_Consegna_
Secondo l'articolo, per conto di chi Gino fu incaricato di effettuare un servizio fotografico?

I miei genitori ne soffrirono molto, mi ostacolarono anche, ma ormai avevo deciso di aprire le porte a quel mio spirito libero che tenevo sopito da tanti anni.

A questo punto ti puoi chiedere, ma allora che cosa univa veramente te e Gino? In che cosa consisteva la vostra unità di intenti?

La risposta è semplice e allo stesso tempo complessa: consisteva nel riconoscere e rispettare Tuniversalmente umano", come noi lo chiamavamo allora, che si cela misteriosamente in ognuno di noi.

Ci sposammo, tra lo sconcerto dei parenti, con il rito del matrimonio civile seguito dal matrimonio cattolico con dispensa vescovile; questo perché mio marito, che si dichiarava non praticante, si assumeva l'impegno di non ostacolare in alcun modo la mia vita religiosa.

 

 

Sono curiosa di sapere che seguito avete dato ai vostri rapporti spirituali. Avete fatto esperienze comuni? Vi siete influenzati l'uno con l'altro? Avete cercato di convincervi a vicenda?

Niente di tutto questo. L'anelito verso la conoscenza ci ha resi interiormente aperti e vigili, poi la vita ha fatto il resto.

Così accadde che Gino fosse incaricato di effettuare un servizio fotografico per conto dell'architetto Camillo Zucchelli di Arco, un personaggio eclettico, di larghe vedute, che da qualche anno non è più fra noi.

Lo incontrammo, si cominciò a parlare e l'architetto, come era solito fare, ampliò la conversazione spaziando in ogni campo dello scibile, dal mondo sensibile a quello soprasensibile, affermando che quest'ultimo mondo può essere conosciuto e penetrato.

Ci parlò di agricoltura biodinamica, di architettura organica, di scienza occulta, e nel far questo nominò Helga Biedermann, un'anziana signora russa nella cui casa di Arco si riuniva un gruppo di eminenti personalità del mondo antro-posofico, e cioè del mondo che studia la scienza dello spirito.

_Estratti dei dati_
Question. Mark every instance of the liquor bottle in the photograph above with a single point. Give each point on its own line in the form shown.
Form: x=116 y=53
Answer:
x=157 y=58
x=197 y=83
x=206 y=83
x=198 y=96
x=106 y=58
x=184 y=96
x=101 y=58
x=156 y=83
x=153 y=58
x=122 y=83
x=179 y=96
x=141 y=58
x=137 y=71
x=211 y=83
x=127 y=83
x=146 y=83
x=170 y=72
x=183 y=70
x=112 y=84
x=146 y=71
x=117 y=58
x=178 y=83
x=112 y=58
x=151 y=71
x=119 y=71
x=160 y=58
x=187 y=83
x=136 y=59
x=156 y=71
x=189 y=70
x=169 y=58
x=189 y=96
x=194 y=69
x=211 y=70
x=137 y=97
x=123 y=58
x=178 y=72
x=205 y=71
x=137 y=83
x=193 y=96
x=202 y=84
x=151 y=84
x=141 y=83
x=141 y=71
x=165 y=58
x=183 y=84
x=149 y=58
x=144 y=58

_Risposta_
Per conto dell'architetto Camillo Zucchelli di Arco.